- Set exercise -
Could you convert every line of the records below into a JSON list of strings, one string per line, with blank lines skipped? Leave the pictures out of the list.
---------- Task inputs ----------
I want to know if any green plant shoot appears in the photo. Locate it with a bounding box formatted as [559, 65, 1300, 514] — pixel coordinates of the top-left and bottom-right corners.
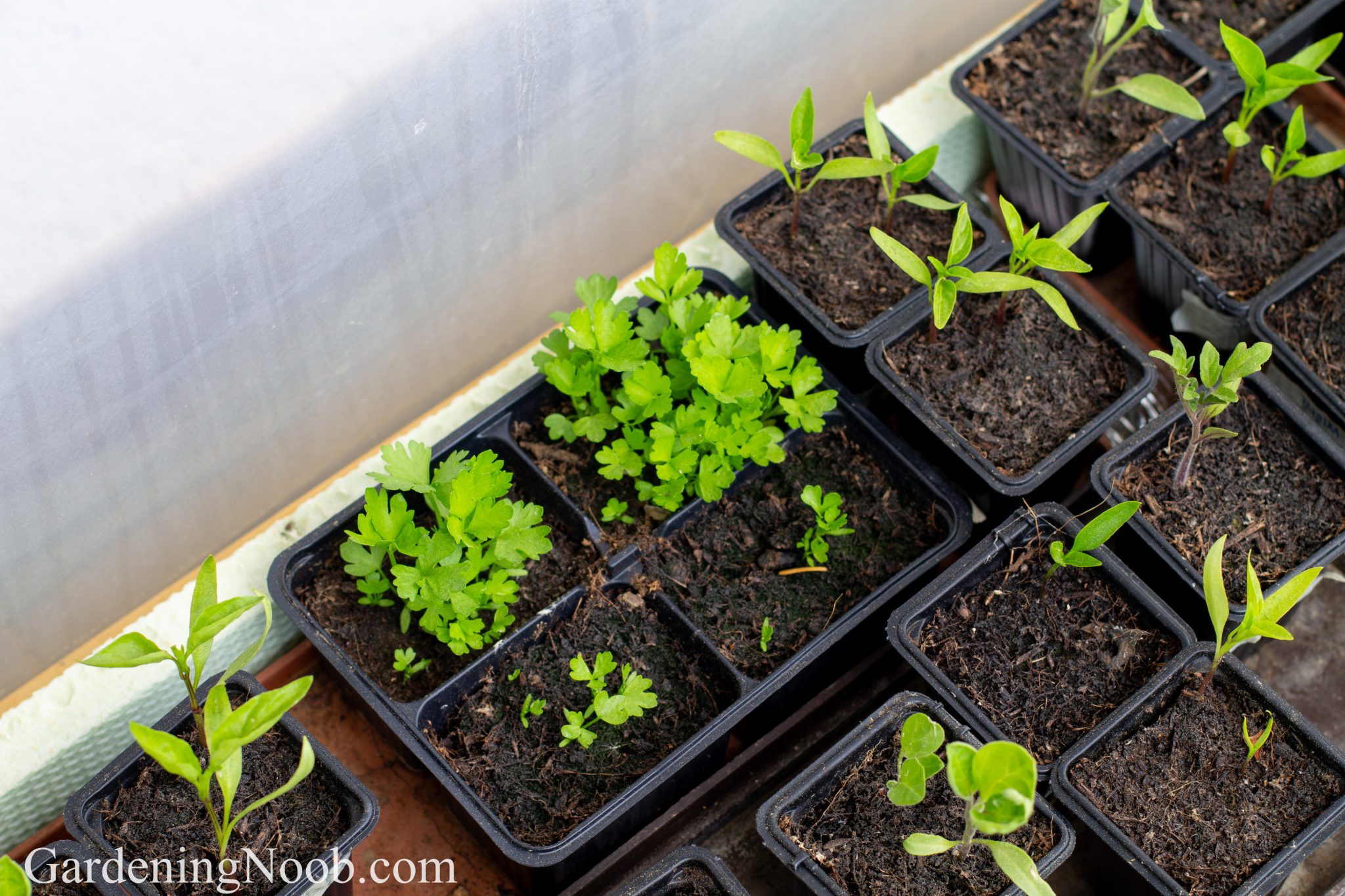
[82, 556, 271, 735]
[518, 693, 546, 728]
[1262, 106, 1345, 216]
[1200, 534, 1322, 696]
[393, 647, 431, 684]
[1046, 501, 1139, 579]
[864, 93, 958, 232]
[1149, 336, 1271, 489]
[561, 650, 659, 750]
[888, 712, 943, 806]
[1243, 710, 1275, 775]
[714, 87, 893, 240]
[1218, 22, 1341, 184]
[1078, 0, 1205, 121]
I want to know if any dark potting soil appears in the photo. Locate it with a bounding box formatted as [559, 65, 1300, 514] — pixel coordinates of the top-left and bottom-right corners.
[295, 486, 598, 701]
[1119, 105, 1345, 302]
[919, 540, 1180, 763]
[965, 0, 1208, 180]
[1266, 263, 1345, 398]
[1113, 389, 1345, 603]
[887, 283, 1127, 475]
[1159, 0, 1309, 60]
[99, 694, 351, 896]
[643, 426, 947, 678]
[425, 589, 736, 846]
[780, 719, 1056, 896]
[1069, 670, 1345, 896]
[734, 135, 984, 329]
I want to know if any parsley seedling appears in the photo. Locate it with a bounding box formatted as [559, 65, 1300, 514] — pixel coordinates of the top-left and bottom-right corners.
[888, 712, 943, 806]
[393, 647, 431, 684]
[864, 93, 958, 232]
[340, 442, 552, 656]
[1078, 0, 1205, 121]
[888, 732, 1055, 896]
[82, 556, 271, 735]
[1200, 534, 1322, 697]
[714, 87, 893, 240]
[1149, 336, 1271, 489]
[1218, 22, 1341, 184]
[1262, 106, 1345, 216]
[1046, 501, 1139, 579]
[561, 650, 659, 750]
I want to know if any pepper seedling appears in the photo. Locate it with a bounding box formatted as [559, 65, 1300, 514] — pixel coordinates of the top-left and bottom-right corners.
[888, 712, 944, 806]
[869, 203, 1044, 344]
[1200, 534, 1322, 697]
[714, 87, 894, 240]
[561, 650, 659, 750]
[901, 740, 1055, 896]
[1218, 22, 1341, 184]
[81, 556, 271, 736]
[1262, 106, 1345, 218]
[393, 647, 431, 684]
[1046, 501, 1139, 579]
[1149, 336, 1271, 490]
[864, 93, 958, 232]
[1078, 0, 1205, 121]
[1243, 710, 1275, 775]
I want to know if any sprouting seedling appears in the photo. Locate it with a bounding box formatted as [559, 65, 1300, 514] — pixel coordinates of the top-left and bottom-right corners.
[869, 203, 1068, 343]
[561, 650, 659, 750]
[888, 712, 943, 806]
[996, 196, 1107, 329]
[603, 498, 635, 525]
[1218, 22, 1341, 184]
[1078, 0, 1205, 121]
[1262, 106, 1345, 216]
[864, 93, 958, 232]
[393, 647, 431, 684]
[1149, 336, 1271, 489]
[714, 87, 893, 240]
[889, 740, 1055, 896]
[1046, 501, 1139, 579]
[518, 693, 546, 728]
[1243, 710, 1275, 775]
[1200, 534, 1322, 697]
[82, 556, 271, 735]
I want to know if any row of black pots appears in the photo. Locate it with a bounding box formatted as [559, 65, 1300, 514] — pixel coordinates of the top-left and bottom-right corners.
[268, 270, 971, 892]
[32, 672, 378, 896]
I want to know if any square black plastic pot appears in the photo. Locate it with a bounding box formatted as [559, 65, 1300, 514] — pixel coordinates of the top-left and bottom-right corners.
[714, 118, 1003, 376]
[1091, 373, 1345, 622]
[952, 0, 1225, 265]
[888, 503, 1196, 780]
[1050, 642, 1345, 896]
[611, 846, 749, 896]
[865, 253, 1157, 497]
[1107, 94, 1345, 326]
[64, 672, 378, 896]
[757, 691, 1074, 896]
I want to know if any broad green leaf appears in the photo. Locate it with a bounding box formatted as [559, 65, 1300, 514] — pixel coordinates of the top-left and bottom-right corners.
[1115, 73, 1205, 121]
[81, 631, 172, 669]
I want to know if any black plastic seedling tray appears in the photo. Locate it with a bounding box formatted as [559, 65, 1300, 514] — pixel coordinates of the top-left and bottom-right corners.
[1091, 373, 1345, 625]
[757, 691, 1074, 896]
[888, 503, 1196, 780]
[268, 270, 971, 893]
[714, 118, 1003, 376]
[952, 0, 1227, 265]
[865, 251, 1157, 497]
[64, 672, 378, 896]
[1050, 642, 1345, 896]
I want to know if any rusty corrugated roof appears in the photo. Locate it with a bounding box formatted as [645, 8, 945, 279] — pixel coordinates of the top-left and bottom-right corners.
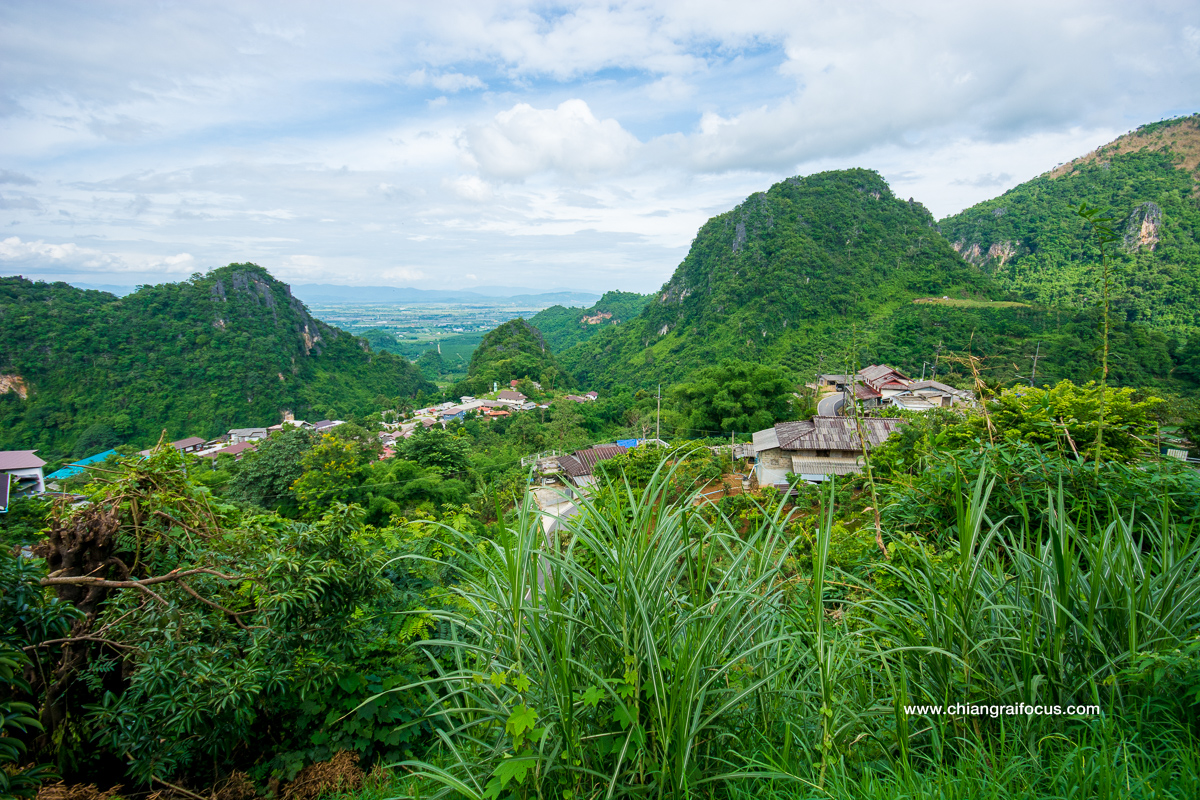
[792, 458, 863, 475]
[775, 416, 902, 450]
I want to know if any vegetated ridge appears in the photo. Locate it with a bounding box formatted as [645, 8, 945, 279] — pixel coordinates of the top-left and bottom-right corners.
[559, 169, 1174, 386]
[940, 114, 1200, 350]
[451, 318, 572, 395]
[0, 264, 433, 462]
[529, 291, 654, 351]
----------
- Output of the task -
[
  "I want to know if any green plant shoot appears in the photo. Locate it with a bounding box formatted as [559, 65, 1300, 514] — pixel coordinates of the top-left and bottom-right corners.",
  "[82, 556, 271, 735]",
  "[518, 693, 546, 728]",
  "[1262, 106, 1345, 216]",
  "[1200, 534, 1322, 696]",
  "[393, 647, 431, 684]",
  "[1046, 501, 1139, 579]",
  "[864, 93, 958, 232]",
  "[1149, 336, 1271, 489]",
  "[561, 650, 659, 750]",
  "[888, 712, 943, 806]",
  "[1243, 710, 1275, 775]",
  "[714, 87, 893, 240]",
  "[1218, 22, 1341, 184]",
  "[1078, 0, 1205, 121]",
  "I want to know if any dark potting soil appears in the photo. Locate it with a bounding box formatted as [559, 65, 1300, 514] — pixel coordinates of the top-left and bottom-right corners.",
  "[295, 486, 598, 701]",
  "[1119, 105, 1345, 302]",
  "[919, 540, 1180, 763]",
  "[965, 0, 1208, 180]",
  "[1266, 263, 1345, 398]",
  "[1113, 389, 1345, 603]",
  "[887, 283, 1127, 475]",
  "[1159, 0, 1309, 60]",
  "[99, 694, 351, 896]",
  "[643, 426, 947, 678]",
  "[425, 589, 736, 846]",
  "[780, 719, 1056, 896]",
  "[1069, 670, 1345, 896]",
  "[734, 135, 984, 329]",
  "I want to know if any parsley seedling appears in the photo. Locate it with a bounding box formatted as [559, 65, 1300, 514] — pixel coordinates of the top-left and bottom-right corners.",
  "[888, 712, 943, 806]",
  "[393, 647, 431, 684]",
  "[864, 93, 958, 232]",
  "[340, 442, 552, 656]",
  "[1078, 0, 1205, 121]",
  "[888, 732, 1055, 896]",
  "[82, 556, 271, 735]",
  "[1200, 534, 1322, 697]",
  "[714, 87, 893, 240]",
  "[1149, 336, 1271, 489]",
  "[1218, 22, 1341, 184]",
  "[1262, 106, 1345, 216]",
  "[1046, 501, 1139, 579]",
  "[561, 650, 659, 750]",
  "I want to know if any pepper seedling appears in the photo. Locate it with a bounding box formatted as [559, 65, 1300, 514] — pixel coordinates of the top-left and bottom-right corners.",
  "[888, 712, 944, 806]",
  "[869, 203, 1044, 344]",
  "[1200, 534, 1322, 697]",
  "[714, 87, 894, 240]",
  "[561, 650, 659, 750]",
  "[901, 740, 1055, 896]",
  "[1218, 22, 1341, 184]",
  "[81, 556, 271, 736]",
  "[1262, 106, 1345, 218]",
  "[393, 647, 431, 684]",
  "[1046, 501, 1139, 579]",
  "[1149, 336, 1271, 490]",
  "[864, 93, 958, 232]",
  "[1078, 0, 1205, 121]",
  "[1243, 710, 1275, 775]",
  "I want to know if any sprouting seedling appears in the photo. Locate it with a bounding box formatted as [559, 65, 1300, 514] — pixel coordinates of the top-left and bottom-right corners.",
  "[869, 203, 1068, 343]",
  "[561, 650, 659, 750]",
  "[888, 712, 943, 806]",
  "[996, 196, 1107, 329]",
  "[603, 498, 635, 525]",
  "[1218, 22, 1341, 184]",
  "[1078, 0, 1205, 121]",
  "[1262, 106, 1345, 216]",
  "[864, 93, 958, 232]",
  "[393, 647, 431, 684]",
  "[1149, 336, 1271, 489]",
  "[714, 87, 893, 240]",
  "[889, 740, 1055, 896]",
  "[1046, 501, 1139, 579]",
  "[518, 693, 546, 728]",
  "[1243, 710, 1275, 775]",
  "[1200, 534, 1322, 697]",
  "[82, 556, 271, 735]",
  "I want to know if any row of black pots appears in the photo. Locate it with a bounding box formatted as [559, 65, 1300, 514] — pixel coordinates of the top-left and bottom-right corners.",
  "[268, 270, 971, 892]",
  "[32, 672, 378, 896]",
  "I want to know if any square black plastic pot appears in the photo. Locate it with a bounding box formatted as [559, 65, 1300, 514] — pixel coordinates of the top-left and bottom-right corners.",
  "[714, 118, 1003, 376]",
  "[1091, 373, 1345, 622]",
  "[952, 0, 1225, 265]",
  "[888, 503, 1196, 780]",
  "[1050, 642, 1345, 896]",
  "[611, 846, 749, 896]",
  "[865, 253, 1157, 497]",
  "[1107, 94, 1345, 326]",
  "[64, 672, 378, 896]",
  "[757, 691, 1074, 896]",
  "I want to know if any broad green leaf appears in the photo. Locate it with a bounding box formatted as [559, 65, 1300, 514] — pixel coordinates of the top-left and bottom-right corners.",
  "[1115, 73, 1205, 121]",
  "[81, 631, 172, 669]",
  "I want to know if any black plastic seedling tray appears in the photo. Locate it with a bounding box formatted as [559, 65, 1300, 514] — pixel coordinates of the top-left and bottom-right corners.",
  "[1091, 373, 1345, 625]",
  "[757, 691, 1074, 896]",
  "[888, 503, 1196, 780]",
  "[268, 270, 971, 893]",
  "[714, 118, 1003, 376]",
  "[952, 0, 1227, 265]",
  "[865, 251, 1157, 497]",
  "[64, 672, 378, 896]",
  "[1050, 642, 1345, 896]",
  "I want to know if any rusty corrugated roof appears in the photo. Locate it with a bounding box formatted as [645, 8, 945, 279] — pixel coordinates of the top-left and bottom-right corners.",
  "[792, 458, 863, 475]",
  "[775, 416, 902, 450]",
  "I want to know if any vegetated ridge appears in the photo. Locate it with a bounding box formatted as [645, 8, 945, 279] — pixel coordinates of the top-left and bottom-right corners.",
  "[559, 169, 1174, 386]",
  "[940, 114, 1200, 350]",
  "[451, 318, 572, 395]",
  "[0, 264, 433, 462]",
  "[529, 291, 654, 351]"
]